(Data records)
═══

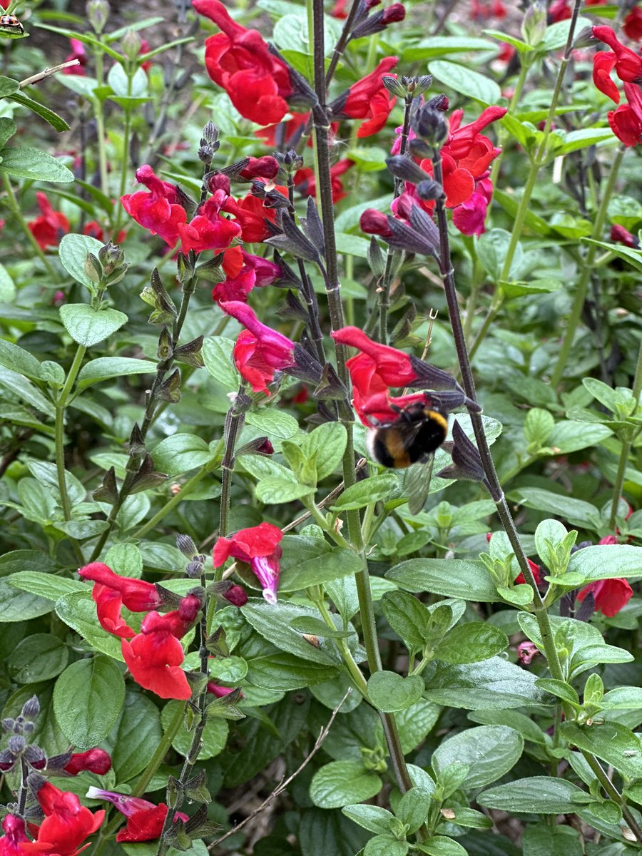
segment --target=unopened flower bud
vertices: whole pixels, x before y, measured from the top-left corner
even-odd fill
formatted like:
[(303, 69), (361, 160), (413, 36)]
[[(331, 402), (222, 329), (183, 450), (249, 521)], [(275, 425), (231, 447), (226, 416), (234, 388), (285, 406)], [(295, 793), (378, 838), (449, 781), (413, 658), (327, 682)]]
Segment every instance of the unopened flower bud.
[(412, 125), (417, 136), (430, 146), (439, 146), (448, 137), (448, 122), (443, 114), (427, 104), (415, 113)]
[(536, 47), (546, 33), (546, 5), (542, 0), (532, 0), (521, 22), (521, 35), (526, 45)]
[(94, 33), (103, 32), (110, 11), (107, 0), (88, 0), (85, 13)]
[(191, 559), (199, 552), (196, 549), (196, 544), (193, 543), (189, 535), (177, 535), (176, 546), (187, 559)]

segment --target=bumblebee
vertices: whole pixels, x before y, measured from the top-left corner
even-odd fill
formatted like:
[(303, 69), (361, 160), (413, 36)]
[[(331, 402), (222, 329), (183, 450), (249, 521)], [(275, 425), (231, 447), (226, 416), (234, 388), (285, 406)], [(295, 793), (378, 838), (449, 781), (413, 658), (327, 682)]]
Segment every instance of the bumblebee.
[(17, 33), (24, 33), (25, 28), (15, 15), (0, 15), (0, 28), (5, 30), (14, 30)]
[[(421, 511), (428, 496), (435, 451), (446, 439), (448, 419), (439, 410), (415, 401), (399, 411), (395, 422), (374, 425), (366, 445), (372, 461), (383, 467), (409, 470), (405, 487), (411, 514)], [(417, 464), (416, 467), (413, 467)]]

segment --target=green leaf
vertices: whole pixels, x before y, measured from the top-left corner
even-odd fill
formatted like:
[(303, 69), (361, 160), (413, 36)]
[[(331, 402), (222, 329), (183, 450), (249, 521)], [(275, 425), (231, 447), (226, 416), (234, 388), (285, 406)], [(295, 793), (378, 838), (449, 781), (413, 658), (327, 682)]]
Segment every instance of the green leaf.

═══

### Direction
Repeat the lines of the listing above word for word, beginning with the line containing "segment --target=bumblebee" and continuing through the end of the listing.

### Response to this task
segment --target=bumblebee
vertices: whole pixels, x before y, measured from the top-left corner
even-odd fill
formatted like:
[(303, 69), (361, 160), (413, 36)]
[[(331, 402), (222, 329), (183, 450), (249, 521)], [(275, 425), (231, 447), (226, 416), (234, 388), (285, 406)], [(295, 793), (378, 838), (449, 781), (413, 658), (327, 682)]]
Segment every instance of the bumblebee.
[(17, 33), (24, 33), (25, 28), (15, 15), (0, 15), (0, 28), (5, 30), (14, 30)]
[[(421, 511), (428, 496), (435, 451), (446, 439), (448, 419), (439, 410), (415, 401), (399, 411), (395, 422), (374, 425), (366, 445), (372, 461), (383, 467), (409, 470), (405, 487), (411, 514)], [(417, 464), (416, 467), (413, 467)]]

segment --target=green leaf
vertices: whole pixels, x before y, measured from the top-left corner
even-odd fill
formatted like:
[(303, 69), (361, 160), (413, 36)]
[[(331, 402), (222, 329), (183, 450), (249, 521)], [(275, 425), (231, 447), (226, 416), (234, 388), (285, 406)], [(295, 793), (378, 838), (449, 781), (413, 658), (327, 682)]]
Segment every instance of the green leaf.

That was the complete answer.